Exercise passage =
○ ○ ○ ○ ○
Zack Rusin: Video and other APIs

Monday, February 09, 2009

Video and other APIs

I read today a short article about video acceleration in X. First of all I was already unhappy because I had to read. Personally I think all the news sites should come in a comic form. With as few captions as possible. Just like Perl I'm a write-only entity. Then I read that Gallium isn't an option when it comes to video acceleration because it exposes programmable pipeline and I got dizzy.

So I got off the carousel and I thought to myself: "Well, that's wrong", and apparently no one else got that. Clearly the whole "we're connected" thing is a lie because it doesn't matter how vividly I think about stuff, others still don't see what's in my head (although to the person who sent me cheese when I was in Norway - that was extremely well done). So cumbersome as it might be I'm doing the whole "writing my thoughts down" thing. Look at me! I'm writing! No hands! sdsdfewwwfr vnjbnhm nhn. Hands back on.
○ ○ ○ ○ ○
Task requirements =
- 1) In the blog post, what reason does the article on video acceleration give for Gallium not being an option?
- 2) Pick out every row that contains the string "instance".
○ ○ ○ ○ ○
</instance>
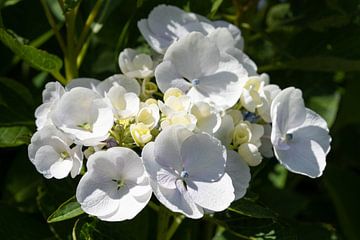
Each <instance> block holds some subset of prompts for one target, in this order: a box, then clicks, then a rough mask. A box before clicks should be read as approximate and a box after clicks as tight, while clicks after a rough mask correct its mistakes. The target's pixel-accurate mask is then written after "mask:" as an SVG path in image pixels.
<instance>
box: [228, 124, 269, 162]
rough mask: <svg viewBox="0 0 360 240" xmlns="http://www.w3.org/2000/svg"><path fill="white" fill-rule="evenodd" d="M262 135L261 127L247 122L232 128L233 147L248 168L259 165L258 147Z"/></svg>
mask: <svg viewBox="0 0 360 240" xmlns="http://www.w3.org/2000/svg"><path fill="white" fill-rule="evenodd" d="M263 135H264V128H263V126H262V125H260V124H255V123H250V122H248V121H241V122H239V123H238V124H237V125H236V126H235V128H234V133H233V145H234V147H235V148H238V153H239V154H240V156H241V157H242V158H243V159H244V160H245V161H246V162H247V163H248V164H249V165H250V166H257V165H259V164H260V163H261V160H262V156H261V154H260V152H259V147H260V146H261V137H262V136H263Z"/></svg>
○ ○ ○ ○ ○
Solutions per task =
- 1) Gallium exposes a programmable pipeline.

- 2)
</instance>
Each <instance> block holds some subset of prompts for one target, in this order: a box, then clicks, then a rough mask. A box before clicks should be read as approximate and a box after clicks as tight, while clicks after a rough mask correct its mistakes. The target's pixel-accurate mask is then written after "mask:" as an SVG path in image pixels.
<instance>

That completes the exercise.